(Referring expression pointing data)
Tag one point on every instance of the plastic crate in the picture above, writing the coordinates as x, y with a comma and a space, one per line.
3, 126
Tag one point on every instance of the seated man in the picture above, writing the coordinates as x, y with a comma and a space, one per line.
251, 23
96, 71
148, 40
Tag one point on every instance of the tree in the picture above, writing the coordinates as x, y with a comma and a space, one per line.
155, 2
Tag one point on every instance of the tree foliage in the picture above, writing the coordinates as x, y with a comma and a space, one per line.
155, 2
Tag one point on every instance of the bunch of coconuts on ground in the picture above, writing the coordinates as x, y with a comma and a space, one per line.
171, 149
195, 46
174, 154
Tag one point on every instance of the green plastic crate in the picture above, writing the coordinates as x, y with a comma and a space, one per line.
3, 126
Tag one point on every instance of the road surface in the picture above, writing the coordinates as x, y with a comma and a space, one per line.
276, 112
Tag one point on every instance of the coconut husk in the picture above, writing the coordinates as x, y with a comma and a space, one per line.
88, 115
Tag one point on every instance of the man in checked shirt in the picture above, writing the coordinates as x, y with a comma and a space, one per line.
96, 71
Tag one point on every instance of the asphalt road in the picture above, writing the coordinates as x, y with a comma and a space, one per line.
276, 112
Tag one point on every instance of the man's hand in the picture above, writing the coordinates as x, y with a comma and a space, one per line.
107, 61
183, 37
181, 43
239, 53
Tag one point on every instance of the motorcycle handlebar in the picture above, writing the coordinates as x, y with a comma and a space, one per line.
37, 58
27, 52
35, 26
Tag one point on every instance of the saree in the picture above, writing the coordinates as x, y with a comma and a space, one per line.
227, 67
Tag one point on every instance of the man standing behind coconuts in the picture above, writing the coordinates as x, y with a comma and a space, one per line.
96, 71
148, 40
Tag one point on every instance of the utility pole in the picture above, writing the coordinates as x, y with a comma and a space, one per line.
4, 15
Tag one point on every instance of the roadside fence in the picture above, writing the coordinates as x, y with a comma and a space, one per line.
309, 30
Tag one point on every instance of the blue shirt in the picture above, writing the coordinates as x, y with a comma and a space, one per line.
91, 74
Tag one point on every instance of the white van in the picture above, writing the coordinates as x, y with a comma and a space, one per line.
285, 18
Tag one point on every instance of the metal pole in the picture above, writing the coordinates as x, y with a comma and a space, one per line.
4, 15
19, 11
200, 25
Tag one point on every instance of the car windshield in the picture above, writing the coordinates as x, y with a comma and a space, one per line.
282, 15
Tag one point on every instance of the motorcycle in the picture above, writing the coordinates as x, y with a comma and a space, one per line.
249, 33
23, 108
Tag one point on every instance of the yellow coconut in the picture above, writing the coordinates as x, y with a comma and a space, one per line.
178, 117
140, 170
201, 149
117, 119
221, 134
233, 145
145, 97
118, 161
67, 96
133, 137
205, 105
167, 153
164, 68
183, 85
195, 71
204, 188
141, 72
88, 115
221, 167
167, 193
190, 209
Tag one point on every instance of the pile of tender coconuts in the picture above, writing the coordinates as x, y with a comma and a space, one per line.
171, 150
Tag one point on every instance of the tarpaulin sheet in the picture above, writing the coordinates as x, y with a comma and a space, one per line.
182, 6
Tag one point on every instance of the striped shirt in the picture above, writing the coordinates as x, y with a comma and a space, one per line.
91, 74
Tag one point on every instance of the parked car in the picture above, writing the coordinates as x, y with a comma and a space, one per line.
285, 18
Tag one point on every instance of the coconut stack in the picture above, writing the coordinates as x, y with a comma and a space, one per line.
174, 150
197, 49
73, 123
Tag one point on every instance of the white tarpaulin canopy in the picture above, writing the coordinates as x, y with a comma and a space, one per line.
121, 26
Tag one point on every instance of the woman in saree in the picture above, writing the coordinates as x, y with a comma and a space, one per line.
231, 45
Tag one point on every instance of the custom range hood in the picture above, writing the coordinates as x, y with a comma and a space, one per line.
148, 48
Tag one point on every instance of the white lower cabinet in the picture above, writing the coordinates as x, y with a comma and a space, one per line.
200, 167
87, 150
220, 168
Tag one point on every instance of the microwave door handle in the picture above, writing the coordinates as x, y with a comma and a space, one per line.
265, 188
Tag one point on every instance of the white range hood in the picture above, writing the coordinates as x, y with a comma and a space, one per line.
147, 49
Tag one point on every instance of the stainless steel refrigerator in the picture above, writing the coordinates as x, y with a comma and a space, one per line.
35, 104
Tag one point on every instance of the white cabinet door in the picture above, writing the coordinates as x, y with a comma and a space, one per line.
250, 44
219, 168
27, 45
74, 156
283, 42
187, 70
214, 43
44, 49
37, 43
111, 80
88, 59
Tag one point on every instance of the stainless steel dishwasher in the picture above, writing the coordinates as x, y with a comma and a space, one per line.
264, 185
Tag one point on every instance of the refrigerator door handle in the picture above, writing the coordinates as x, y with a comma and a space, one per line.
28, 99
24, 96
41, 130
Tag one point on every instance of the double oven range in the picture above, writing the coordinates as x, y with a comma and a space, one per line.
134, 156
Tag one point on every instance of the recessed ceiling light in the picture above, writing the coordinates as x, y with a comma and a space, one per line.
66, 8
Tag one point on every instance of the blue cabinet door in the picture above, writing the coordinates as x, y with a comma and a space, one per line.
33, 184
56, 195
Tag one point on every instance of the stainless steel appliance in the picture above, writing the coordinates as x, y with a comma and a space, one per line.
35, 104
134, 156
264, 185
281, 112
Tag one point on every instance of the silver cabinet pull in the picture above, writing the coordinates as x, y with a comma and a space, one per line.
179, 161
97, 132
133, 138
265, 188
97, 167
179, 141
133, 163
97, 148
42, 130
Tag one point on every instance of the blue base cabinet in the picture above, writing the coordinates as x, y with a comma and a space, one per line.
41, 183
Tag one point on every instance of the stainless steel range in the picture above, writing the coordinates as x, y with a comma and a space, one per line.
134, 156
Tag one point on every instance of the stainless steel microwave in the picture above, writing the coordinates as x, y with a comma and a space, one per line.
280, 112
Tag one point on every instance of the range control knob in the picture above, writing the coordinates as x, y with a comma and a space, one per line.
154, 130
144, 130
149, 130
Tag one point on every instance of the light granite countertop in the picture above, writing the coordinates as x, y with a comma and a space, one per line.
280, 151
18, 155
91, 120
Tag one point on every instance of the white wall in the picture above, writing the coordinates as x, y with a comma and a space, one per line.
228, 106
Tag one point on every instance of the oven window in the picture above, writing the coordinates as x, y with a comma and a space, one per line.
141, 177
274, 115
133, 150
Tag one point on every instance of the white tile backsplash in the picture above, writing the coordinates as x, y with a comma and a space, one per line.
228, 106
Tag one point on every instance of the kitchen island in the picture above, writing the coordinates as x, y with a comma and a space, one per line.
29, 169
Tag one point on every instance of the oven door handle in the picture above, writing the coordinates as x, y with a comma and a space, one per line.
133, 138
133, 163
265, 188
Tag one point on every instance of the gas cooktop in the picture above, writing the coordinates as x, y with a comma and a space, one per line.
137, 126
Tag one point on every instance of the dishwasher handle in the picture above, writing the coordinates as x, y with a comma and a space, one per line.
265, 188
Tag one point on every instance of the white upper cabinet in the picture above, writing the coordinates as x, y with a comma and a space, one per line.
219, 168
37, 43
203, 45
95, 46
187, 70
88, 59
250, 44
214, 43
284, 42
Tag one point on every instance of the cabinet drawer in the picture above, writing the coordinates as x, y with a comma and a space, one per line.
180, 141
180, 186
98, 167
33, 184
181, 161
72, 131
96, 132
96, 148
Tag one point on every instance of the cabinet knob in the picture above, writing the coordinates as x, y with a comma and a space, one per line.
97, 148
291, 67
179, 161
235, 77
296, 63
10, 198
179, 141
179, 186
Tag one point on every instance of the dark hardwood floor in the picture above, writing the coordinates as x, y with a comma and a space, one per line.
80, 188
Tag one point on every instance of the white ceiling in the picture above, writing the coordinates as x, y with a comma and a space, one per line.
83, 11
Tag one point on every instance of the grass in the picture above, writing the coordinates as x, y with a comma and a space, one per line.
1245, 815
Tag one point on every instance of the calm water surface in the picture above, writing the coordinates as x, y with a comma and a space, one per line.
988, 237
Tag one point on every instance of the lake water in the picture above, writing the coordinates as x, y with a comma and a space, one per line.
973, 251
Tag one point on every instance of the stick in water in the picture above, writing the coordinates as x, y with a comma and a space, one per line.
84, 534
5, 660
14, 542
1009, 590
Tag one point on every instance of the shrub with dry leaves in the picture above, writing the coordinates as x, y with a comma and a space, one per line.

*Work item*. What is needed is an exact copy of the lines from the one containing "Tag one point on every instance of the lake" to the end of the data; please add nothing else.

*Finished exercise*.
Tag one point on every instance of the lake water in the picture above, writing the coordinates as x, y with a comma and a space, one per line.
973, 251
Tag one point on every instance of the stick in water in the picture above, writing the coordinates as x, y with a comma and a space, one per line.
84, 534
5, 660
14, 542
1009, 590
Tag one point on every instance of the shrub with dry leaves in the picture above, writing the coordinates as x, y with a comma and a space, one per line.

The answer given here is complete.